[Work instructions] Return each line of the listing below that contains the string "soil". Case counts.

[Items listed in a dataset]
────────────────────────────────────────

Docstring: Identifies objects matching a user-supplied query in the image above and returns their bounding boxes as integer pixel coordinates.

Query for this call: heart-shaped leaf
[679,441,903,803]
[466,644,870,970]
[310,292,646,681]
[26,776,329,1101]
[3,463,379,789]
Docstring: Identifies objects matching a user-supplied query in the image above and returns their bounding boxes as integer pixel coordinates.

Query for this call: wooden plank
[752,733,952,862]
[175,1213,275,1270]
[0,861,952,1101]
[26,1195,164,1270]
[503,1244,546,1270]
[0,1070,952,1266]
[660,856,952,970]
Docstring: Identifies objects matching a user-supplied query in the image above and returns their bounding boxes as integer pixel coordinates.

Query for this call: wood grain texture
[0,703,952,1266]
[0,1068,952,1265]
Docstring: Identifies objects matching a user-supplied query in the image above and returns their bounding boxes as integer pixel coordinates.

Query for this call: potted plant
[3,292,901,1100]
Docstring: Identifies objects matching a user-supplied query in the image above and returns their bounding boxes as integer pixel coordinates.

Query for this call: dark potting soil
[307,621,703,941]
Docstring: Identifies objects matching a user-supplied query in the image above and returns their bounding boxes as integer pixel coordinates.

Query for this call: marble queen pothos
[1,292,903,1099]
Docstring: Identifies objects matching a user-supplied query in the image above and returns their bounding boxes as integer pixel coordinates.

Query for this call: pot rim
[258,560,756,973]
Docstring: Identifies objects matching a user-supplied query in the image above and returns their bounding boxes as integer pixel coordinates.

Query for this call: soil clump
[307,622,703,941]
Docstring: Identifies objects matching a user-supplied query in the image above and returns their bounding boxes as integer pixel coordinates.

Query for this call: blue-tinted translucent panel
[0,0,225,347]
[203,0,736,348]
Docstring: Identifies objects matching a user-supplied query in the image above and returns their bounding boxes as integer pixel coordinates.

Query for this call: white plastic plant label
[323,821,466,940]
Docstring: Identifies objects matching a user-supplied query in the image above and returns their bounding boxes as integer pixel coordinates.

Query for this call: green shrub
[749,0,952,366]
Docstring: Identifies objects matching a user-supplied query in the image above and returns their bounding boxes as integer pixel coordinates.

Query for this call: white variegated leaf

────────────────────────────────────────

[The solution]
Query for this call: dark potting soil
Query for this call: soil clump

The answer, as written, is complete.